**Information provided:**
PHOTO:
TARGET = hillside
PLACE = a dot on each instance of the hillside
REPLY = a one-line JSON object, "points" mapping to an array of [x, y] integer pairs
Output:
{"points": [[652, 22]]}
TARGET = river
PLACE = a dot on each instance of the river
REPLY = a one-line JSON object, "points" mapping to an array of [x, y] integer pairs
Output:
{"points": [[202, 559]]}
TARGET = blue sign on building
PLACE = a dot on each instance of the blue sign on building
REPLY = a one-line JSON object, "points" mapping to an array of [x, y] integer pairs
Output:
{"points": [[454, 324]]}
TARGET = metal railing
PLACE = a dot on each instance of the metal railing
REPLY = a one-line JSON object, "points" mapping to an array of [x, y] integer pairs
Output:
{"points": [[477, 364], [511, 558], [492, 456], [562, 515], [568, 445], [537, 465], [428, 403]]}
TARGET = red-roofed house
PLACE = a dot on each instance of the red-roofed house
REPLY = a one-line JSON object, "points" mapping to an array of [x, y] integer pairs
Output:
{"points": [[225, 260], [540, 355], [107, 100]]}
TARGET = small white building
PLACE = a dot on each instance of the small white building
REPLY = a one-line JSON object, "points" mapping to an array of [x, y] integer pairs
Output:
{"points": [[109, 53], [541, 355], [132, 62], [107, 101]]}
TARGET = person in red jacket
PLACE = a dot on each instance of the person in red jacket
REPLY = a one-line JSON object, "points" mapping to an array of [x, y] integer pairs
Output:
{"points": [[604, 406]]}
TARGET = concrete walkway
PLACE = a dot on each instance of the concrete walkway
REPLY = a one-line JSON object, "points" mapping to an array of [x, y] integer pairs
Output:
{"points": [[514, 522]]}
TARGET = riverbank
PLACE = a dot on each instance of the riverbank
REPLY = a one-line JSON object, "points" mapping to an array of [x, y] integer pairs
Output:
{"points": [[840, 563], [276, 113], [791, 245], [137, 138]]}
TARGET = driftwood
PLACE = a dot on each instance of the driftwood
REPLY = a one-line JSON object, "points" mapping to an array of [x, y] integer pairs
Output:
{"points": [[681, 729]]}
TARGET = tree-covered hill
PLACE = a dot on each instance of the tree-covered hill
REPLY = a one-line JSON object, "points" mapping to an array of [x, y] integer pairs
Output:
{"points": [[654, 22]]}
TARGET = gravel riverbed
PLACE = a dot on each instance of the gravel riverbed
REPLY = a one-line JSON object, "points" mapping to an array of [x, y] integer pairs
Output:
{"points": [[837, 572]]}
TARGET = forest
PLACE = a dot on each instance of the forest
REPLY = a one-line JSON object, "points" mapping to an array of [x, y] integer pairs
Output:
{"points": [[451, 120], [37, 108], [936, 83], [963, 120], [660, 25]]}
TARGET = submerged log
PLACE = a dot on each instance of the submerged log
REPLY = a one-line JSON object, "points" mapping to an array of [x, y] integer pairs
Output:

**Do this:** All of the data needs to be printed once more, exactly.

**Written solution:**
PHOTO:
TARGET = hillside
PLACE = a dot on each instance of the hillside
REPLY = a one-line JSON object, "points" mapping to an array of [x, y] integer pairs
Output:
{"points": [[652, 22]]}
TARGET = river
PLACE = a dot on each instance of the river
REPLY = a one-line JSON object, "points" mapping to an array of [x, y] integer pairs
Output:
{"points": [[202, 559]]}
TARGET = blue sign on building
PLACE = a dot on each instance of the blue sign on building
REPLY = a one-line JSON object, "points" mapping to an array of [x, y] integer pairs
Output:
{"points": [[454, 324]]}
TARGET = metal railing
PLACE = a dot on each instance of the metal railing
REPLY = a one-line JSON object, "points" mapping to an array of [x, y] integer pairs
Output:
{"points": [[477, 364], [511, 558], [492, 456], [562, 515], [568, 445], [537, 465], [428, 403]]}
TARGET = red-roofed house
PLACE = a dot on each instance of the red-roofed house
REPLY = a one-line JSON object, "points" mapping to an array of [x, y] integer pairs
Output:
{"points": [[225, 260], [540, 355], [107, 100]]}
TARGET = small white building
PLACE = a dot on each instance of the small white building
REPLY = a one-line JSON object, "points" mapping to an array of [x, y] integer pairs
Output:
{"points": [[109, 53], [541, 355], [132, 62], [107, 101]]}
TARGET = person in red jacket
PLACE = a dot on each instance of the person in red jacket
REPLY = a one-line JSON object, "points" mapping to an array of [x, y] integer pairs
Output:
{"points": [[604, 406]]}
TARGET = concrete walkway
PLACE = a dot on each instance of the concrete walkway
REPLY = a one-line JSON object, "points" mapping to an array of [x, y] integer pairs
Output:
{"points": [[514, 522]]}
TARGET = riverbank
PLACE = a dot on each instance of the riverbank
REPLY = a one-line JSON object, "points" mapping to an array of [x, y] integer pairs
Output:
{"points": [[840, 563], [276, 113], [791, 245], [137, 138]]}
TARGET = driftwood
PLACE = a dot on each instance of the driftwood
REPLY = a one-line JSON object, "points" mapping to an array of [x, y] integer pairs
Output:
{"points": [[681, 729]]}
TARGET = tree-covered hill
PLACE = a dot on each instance of the tree-covered hill
REPLY = a one-line JSON object, "points" mapping to an array of [x, y] integer pairs
Output:
{"points": [[654, 22]]}
TARGET = gravel riverbed
PLACE = a dot on each instance of the gravel riverbed
REPLY = a one-line JSON object, "points" mapping to an array of [x, y] integer pairs
Output:
{"points": [[837, 572]]}
TARGET = forest
PLACE = a dot on each instance of the forest
REPLY = a one-line JSON object, "points" mapping to an array of [x, y] integer pairs
Output:
{"points": [[451, 120], [37, 108], [936, 83], [963, 120], [660, 25]]}
TARGET = submerged log
PLACE = a dot on each instance of the submerged log
REPLY = a one-line JSON object, "points" mapping to an array of [x, y] integer pairs
Output:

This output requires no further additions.